Problem details |
In the passage on wristband chemical data, reproduce the stretch from "Comparison of MICE" through "LOD across chemicals." word for word.

Provided text |

....

Comparison of MICE and RF imputation methods for two types of missing chemical data, data that is below the LOD (gray dots) and MI (blue dots), in the OR study. The dotted black vertical and horizontal lines represent the median LOD across chemicals.
The final potential solution is to develop or use novel analysis techniques which are tolerant to missing or that can partition sources of variability, so they are not skewed by large numbers of constant values near LOD. For example, in the proteomics field, a statistical analysis technique which combined quantitative and qualitative (presence/absence) models was developed to accommodate and utilize missing observation information [24]. Further research and development of new data analysis models and methods for wristband data is needed to specifically address the challenges described here for wearable wristband data.
3.3. Distributional properties of concentrations
Understanding the underlying distribution of chemical concentrations measured by wristbands is of fundamental importance to select appropriate statistical models and analyses to conduct. Fig. 3 shows the distribution of three chemicals from the OR study, with half the LOD filled in for observations below LOD. Within and across chemical observations from wristbands vary by orders of magnitude resulting in distributions heavily skewed to the right (Fig. 3A). Log transformation is a common technique to stabilize variances and transform skewed data distributions to approximately normal distributions and is commonly used in wristband study analyses (e.g. [13, 25]). On a log-transformed scale, chemical concentrations above LOD can be reasonably approximated by a normal distribution (Fig. 3B-D). However, the full distribution of log concentrations is bimodal even for small numbers of observations below LOD, and the distance between observations above and below LOD depends on the chemical.
Fig. 3.
Distribution of three chemicals from the OR study, with half the LOD filled in for observations below LOD (A and B) chemH, (C) chemPB, and (D) chemCB, with chemH visualized on both the (A) linear scale and (B) log scale.

....

Dataset entries |
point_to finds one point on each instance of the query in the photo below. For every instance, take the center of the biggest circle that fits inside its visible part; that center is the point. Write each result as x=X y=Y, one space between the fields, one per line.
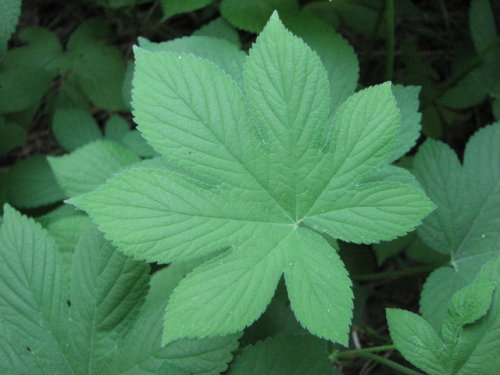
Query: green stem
x=396 y=274
x=389 y=19
x=381 y=348
x=387 y=362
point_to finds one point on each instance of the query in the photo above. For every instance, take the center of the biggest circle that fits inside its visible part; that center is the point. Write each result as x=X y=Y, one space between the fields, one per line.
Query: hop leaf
x=262 y=170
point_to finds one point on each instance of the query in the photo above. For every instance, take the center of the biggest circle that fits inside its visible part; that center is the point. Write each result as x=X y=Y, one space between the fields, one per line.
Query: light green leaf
x=74 y=128
x=337 y=56
x=135 y=142
x=284 y=354
x=140 y=351
x=31 y=290
x=95 y=163
x=32 y=183
x=372 y=212
x=229 y=292
x=107 y=288
x=318 y=286
x=10 y=10
x=219 y=28
x=174 y=7
x=221 y=52
x=416 y=340
x=466 y=221
x=252 y=15
x=243 y=171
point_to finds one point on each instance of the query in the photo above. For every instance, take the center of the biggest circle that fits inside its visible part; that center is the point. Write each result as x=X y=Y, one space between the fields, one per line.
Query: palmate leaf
x=261 y=172
x=104 y=326
x=465 y=224
x=469 y=333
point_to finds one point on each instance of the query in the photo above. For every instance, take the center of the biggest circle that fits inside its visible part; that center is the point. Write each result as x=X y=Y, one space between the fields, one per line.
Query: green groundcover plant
x=262 y=169
x=241 y=227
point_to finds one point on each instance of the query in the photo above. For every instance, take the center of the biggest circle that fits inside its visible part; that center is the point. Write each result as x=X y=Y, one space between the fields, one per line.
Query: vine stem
x=381 y=348
x=387 y=362
x=389 y=19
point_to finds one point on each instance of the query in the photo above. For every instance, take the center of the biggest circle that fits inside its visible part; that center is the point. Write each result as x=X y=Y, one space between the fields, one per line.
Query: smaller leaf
x=95 y=162
x=32 y=183
x=416 y=340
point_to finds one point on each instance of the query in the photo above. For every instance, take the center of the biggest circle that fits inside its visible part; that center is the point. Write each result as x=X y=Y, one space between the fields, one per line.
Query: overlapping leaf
x=465 y=224
x=259 y=171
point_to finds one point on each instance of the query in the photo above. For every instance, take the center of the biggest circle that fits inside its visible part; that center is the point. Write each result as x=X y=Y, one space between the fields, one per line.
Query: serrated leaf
x=74 y=128
x=32 y=183
x=222 y=53
x=337 y=56
x=416 y=340
x=465 y=224
x=95 y=162
x=253 y=15
x=30 y=275
x=318 y=286
x=283 y=354
x=243 y=171
x=107 y=288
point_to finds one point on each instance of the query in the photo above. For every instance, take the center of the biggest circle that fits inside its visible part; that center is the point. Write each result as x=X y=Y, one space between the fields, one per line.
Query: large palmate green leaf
x=468 y=343
x=108 y=322
x=465 y=224
x=261 y=172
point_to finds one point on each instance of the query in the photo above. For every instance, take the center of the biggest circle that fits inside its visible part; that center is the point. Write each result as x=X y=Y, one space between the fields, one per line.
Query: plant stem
x=389 y=363
x=381 y=348
x=396 y=274
x=389 y=19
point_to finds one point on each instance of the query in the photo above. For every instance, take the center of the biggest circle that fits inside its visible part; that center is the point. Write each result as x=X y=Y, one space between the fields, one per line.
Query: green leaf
x=221 y=52
x=318 y=286
x=283 y=354
x=337 y=56
x=253 y=15
x=10 y=10
x=220 y=29
x=74 y=128
x=32 y=183
x=95 y=163
x=465 y=223
x=107 y=289
x=140 y=351
x=174 y=7
x=31 y=303
x=416 y=340
x=254 y=172
x=469 y=330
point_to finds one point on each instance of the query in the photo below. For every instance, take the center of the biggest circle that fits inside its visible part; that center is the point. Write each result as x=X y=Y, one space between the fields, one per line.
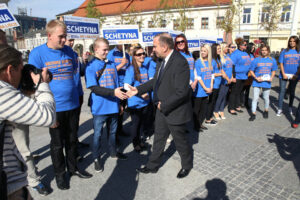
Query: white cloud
x=44 y=8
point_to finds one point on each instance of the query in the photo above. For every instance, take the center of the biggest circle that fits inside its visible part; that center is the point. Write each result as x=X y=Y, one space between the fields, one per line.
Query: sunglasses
x=178 y=42
x=140 y=54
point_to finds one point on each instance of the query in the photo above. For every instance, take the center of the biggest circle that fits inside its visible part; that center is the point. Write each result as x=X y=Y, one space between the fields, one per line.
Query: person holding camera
x=61 y=62
x=18 y=109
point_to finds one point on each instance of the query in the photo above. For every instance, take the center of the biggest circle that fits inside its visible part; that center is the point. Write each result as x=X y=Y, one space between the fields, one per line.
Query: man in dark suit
x=171 y=97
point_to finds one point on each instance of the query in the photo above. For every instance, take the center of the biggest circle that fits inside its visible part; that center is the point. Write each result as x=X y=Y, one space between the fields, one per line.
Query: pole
x=296 y=15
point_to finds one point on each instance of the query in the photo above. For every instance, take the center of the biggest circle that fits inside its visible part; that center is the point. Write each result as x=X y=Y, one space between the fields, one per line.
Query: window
x=150 y=24
x=204 y=22
x=176 y=24
x=286 y=14
x=265 y=14
x=190 y=24
x=247 y=15
x=219 y=21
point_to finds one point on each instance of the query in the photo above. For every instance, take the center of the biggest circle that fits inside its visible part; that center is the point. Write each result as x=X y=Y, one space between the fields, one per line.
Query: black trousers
x=200 y=109
x=64 y=136
x=235 y=95
x=139 y=118
x=211 y=103
x=180 y=137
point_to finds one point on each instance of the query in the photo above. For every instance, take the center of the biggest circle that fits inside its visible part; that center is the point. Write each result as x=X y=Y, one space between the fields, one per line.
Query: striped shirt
x=19 y=109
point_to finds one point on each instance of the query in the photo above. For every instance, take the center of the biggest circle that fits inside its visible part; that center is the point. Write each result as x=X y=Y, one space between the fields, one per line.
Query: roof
x=116 y=7
x=69 y=12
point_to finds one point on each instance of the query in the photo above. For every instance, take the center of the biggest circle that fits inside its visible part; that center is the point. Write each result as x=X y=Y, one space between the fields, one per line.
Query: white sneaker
x=291 y=110
x=279 y=112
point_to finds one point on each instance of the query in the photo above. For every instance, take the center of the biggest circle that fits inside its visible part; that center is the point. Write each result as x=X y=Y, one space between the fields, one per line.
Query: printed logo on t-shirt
x=61 y=69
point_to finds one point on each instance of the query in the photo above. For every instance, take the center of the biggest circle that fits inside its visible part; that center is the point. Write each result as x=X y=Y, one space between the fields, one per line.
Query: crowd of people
x=170 y=87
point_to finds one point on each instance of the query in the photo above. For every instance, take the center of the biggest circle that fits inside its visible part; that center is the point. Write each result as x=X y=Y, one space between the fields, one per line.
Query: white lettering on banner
x=115 y=36
x=82 y=29
x=4 y=18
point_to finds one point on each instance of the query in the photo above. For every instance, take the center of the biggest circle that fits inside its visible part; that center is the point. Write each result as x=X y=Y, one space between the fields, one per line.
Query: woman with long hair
x=289 y=61
x=203 y=75
x=181 y=46
x=241 y=64
x=217 y=76
x=135 y=75
x=226 y=81
x=263 y=70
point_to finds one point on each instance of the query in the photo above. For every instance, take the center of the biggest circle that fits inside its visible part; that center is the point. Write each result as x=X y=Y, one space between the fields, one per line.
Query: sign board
x=7 y=20
x=82 y=27
x=149 y=33
x=121 y=34
x=193 y=44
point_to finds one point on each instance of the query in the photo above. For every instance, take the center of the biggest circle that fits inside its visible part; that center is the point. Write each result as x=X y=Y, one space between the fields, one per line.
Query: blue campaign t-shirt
x=77 y=77
x=216 y=70
x=136 y=101
x=205 y=73
x=151 y=69
x=263 y=66
x=116 y=56
x=290 y=60
x=102 y=105
x=191 y=62
x=242 y=62
x=227 y=68
x=62 y=64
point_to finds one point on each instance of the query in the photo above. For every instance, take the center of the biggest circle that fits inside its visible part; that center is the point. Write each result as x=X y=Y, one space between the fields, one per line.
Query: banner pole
x=124 y=54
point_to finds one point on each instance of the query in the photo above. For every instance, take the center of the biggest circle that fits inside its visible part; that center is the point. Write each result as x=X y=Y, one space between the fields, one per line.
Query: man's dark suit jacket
x=173 y=91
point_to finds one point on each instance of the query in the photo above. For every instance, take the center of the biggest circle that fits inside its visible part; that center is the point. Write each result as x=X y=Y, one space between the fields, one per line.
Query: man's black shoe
x=82 y=174
x=61 y=182
x=146 y=170
x=183 y=173
x=98 y=166
x=83 y=145
x=265 y=114
x=41 y=189
x=119 y=156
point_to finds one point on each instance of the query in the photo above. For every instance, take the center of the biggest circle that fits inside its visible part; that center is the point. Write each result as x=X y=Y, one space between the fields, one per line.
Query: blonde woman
x=203 y=73
x=226 y=81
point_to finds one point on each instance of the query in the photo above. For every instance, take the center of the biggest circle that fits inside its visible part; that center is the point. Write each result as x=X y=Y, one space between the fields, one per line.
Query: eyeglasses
x=140 y=54
x=178 y=42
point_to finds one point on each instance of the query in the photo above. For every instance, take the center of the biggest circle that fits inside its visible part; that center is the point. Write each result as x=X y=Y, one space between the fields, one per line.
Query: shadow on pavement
x=288 y=149
x=216 y=190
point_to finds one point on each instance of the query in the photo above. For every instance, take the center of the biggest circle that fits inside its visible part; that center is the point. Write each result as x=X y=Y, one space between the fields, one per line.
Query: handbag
x=3 y=178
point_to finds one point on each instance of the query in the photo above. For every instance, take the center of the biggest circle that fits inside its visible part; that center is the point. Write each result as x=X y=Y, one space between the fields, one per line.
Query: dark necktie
x=160 y=74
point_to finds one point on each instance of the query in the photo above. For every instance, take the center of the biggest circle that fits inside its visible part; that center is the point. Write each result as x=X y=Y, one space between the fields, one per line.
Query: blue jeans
x=221 y=101
x=266 y=94
x=99 y=120
x=292 y=88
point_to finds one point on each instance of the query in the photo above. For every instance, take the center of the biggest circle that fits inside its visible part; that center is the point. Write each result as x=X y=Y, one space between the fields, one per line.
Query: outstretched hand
x=121 y=95
x=132 y=91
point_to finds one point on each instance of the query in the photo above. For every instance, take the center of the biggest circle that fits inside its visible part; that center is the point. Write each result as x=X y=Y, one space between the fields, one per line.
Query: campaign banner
x=149 y=33
x=82 y=27
x=7 y=20
x=193 y=44
x=121 y=34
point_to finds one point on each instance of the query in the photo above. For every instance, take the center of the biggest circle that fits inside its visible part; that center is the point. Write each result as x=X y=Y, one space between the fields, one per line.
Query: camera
x=27 y=83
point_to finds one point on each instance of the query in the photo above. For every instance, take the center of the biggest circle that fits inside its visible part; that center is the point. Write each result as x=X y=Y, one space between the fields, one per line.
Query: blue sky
x=44 y=8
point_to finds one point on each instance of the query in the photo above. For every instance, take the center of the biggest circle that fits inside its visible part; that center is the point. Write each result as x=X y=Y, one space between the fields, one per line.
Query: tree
x=183 y=8
x=93 y=12
x=271 y=14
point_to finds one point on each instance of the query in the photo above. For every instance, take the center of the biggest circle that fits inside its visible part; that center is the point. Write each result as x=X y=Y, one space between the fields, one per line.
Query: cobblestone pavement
x=236 y=159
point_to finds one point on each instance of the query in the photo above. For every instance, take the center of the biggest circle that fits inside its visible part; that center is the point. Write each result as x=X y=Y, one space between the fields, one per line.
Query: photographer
x=19 y=109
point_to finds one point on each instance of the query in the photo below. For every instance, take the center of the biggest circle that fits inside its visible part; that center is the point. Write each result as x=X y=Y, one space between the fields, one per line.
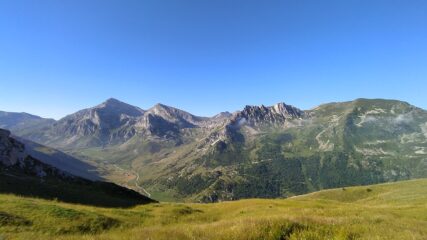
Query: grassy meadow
x=386 y=211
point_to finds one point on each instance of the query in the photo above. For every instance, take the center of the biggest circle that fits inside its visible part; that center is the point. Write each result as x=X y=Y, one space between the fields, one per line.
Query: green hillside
x=386 y=211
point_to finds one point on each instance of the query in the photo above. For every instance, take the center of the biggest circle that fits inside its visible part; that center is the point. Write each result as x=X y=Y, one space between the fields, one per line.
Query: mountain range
x=259 y=151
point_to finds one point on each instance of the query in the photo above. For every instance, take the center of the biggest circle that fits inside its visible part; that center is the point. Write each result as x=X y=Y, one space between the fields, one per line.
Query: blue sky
x=203 y=56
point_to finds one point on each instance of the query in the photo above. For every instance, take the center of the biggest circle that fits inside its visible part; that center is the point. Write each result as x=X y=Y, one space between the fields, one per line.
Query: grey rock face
x=258 y=115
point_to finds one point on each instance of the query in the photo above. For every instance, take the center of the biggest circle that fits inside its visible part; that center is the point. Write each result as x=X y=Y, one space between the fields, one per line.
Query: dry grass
x=386 y=211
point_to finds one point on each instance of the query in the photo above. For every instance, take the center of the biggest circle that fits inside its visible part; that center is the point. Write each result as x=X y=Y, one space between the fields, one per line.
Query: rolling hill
x=24 y=175
x=260 y=151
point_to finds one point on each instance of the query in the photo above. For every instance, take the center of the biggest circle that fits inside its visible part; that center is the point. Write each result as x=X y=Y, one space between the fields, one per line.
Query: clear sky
x=208 y=56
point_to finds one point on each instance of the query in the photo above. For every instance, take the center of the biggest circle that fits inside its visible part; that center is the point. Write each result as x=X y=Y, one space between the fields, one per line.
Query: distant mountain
x=260 y=151
x=22 y=174
x=23 y=123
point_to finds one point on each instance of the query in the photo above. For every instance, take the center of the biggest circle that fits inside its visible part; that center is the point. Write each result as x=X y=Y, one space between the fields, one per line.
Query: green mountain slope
x=260 y=151
x=24 y=175
x=386 y=211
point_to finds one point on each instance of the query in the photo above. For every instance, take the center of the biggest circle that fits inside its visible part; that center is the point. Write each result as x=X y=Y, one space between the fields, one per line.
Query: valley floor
x=386 y=211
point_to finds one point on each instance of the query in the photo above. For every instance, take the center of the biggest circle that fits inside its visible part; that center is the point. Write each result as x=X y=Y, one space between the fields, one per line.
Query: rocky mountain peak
x=276 y=114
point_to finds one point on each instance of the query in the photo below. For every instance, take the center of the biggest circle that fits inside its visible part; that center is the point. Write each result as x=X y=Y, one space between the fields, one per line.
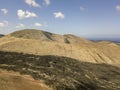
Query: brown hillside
x=45 y=43
x=15 y=81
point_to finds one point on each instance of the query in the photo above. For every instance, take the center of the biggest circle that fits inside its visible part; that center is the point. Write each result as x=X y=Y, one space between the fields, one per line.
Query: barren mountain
x=44 y=43
x=10 y=80
x=55 y=72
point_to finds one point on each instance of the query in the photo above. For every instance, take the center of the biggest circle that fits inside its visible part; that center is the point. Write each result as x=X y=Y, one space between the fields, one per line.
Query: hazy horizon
x=89 y=19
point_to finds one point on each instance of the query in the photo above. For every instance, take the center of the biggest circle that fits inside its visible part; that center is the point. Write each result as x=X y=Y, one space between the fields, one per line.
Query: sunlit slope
x=58 y=73
x=45 y=43
x=15 y=81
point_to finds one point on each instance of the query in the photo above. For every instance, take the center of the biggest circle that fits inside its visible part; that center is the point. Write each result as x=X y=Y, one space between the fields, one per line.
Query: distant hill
x=40 y=42
x=58 y=73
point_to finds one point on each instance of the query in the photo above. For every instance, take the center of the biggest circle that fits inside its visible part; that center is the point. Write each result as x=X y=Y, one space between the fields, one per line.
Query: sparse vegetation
x=62 y=73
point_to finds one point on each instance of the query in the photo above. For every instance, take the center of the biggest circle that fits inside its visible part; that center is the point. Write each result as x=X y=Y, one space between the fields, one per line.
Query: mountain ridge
x=61 y=45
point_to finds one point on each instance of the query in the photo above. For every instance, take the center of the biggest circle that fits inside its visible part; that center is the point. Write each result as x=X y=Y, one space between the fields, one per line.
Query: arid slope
x=44 y=43
x=10 y=80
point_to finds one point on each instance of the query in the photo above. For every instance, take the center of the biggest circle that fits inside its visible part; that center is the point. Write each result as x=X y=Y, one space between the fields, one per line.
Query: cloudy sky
x=87 y=18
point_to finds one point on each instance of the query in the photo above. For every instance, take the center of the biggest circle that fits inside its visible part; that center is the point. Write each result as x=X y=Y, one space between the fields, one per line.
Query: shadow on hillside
x=62 y=73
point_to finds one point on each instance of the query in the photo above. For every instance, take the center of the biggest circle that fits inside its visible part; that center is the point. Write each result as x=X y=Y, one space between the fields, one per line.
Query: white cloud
x=59 y=15
x=32 y=3
x=25 y=14
x=118 y=7
x=47 y=2
x=5 y=11
x=20 y=25
x=38 y=24
x=4 y=24
x=82 y=8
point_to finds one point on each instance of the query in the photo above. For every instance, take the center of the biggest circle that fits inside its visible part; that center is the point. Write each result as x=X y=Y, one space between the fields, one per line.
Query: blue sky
x=86 y=18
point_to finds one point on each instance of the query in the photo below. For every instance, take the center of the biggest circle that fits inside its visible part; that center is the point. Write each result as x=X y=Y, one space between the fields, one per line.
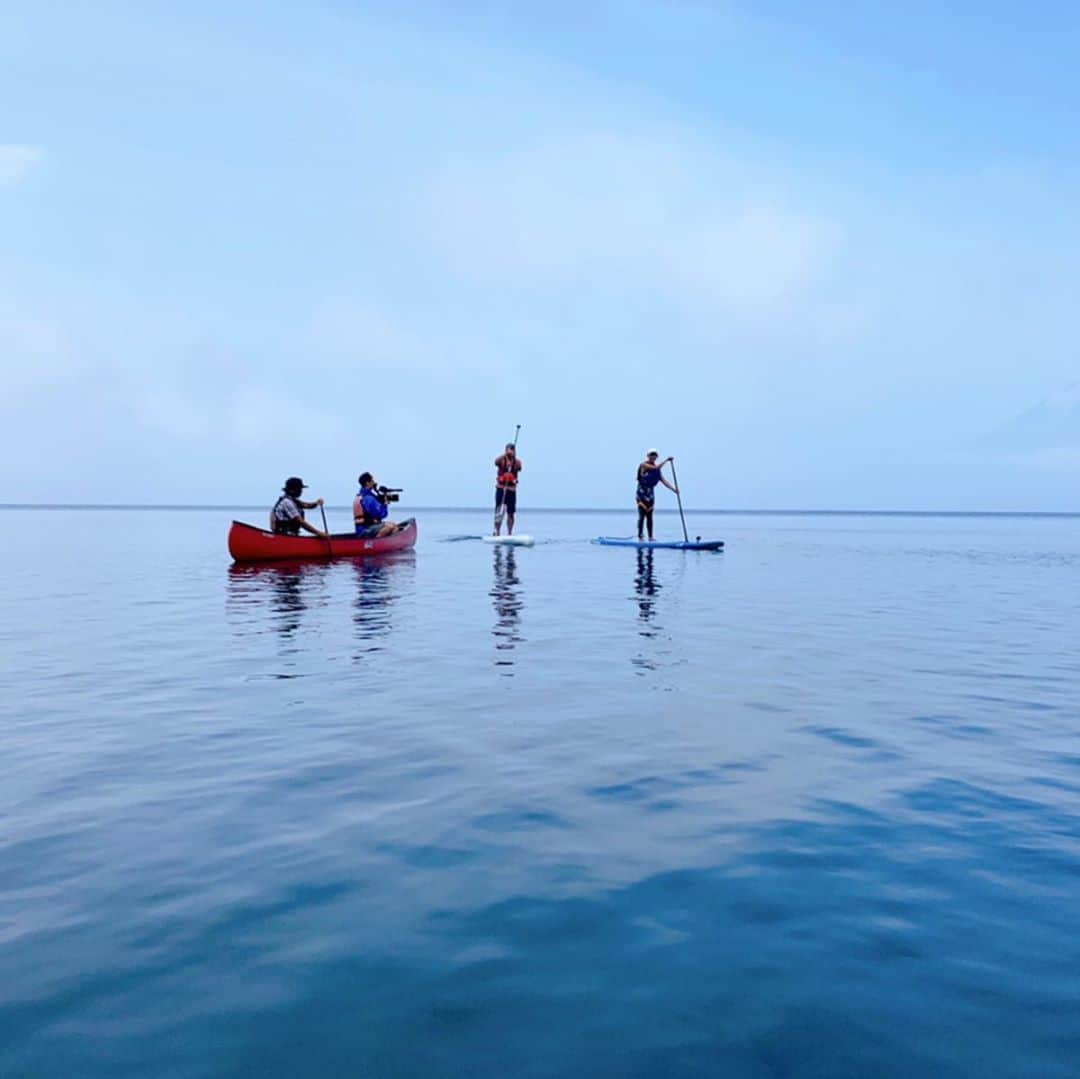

....

Full solution |
Comparison of MICE and RF imputation methods for two types of missing chemical data, data that is below the LOD (gray dots) and MI (blue dots), in the OR study. The dotted black vertical and horizontal lines represent the median LOD across chemicals.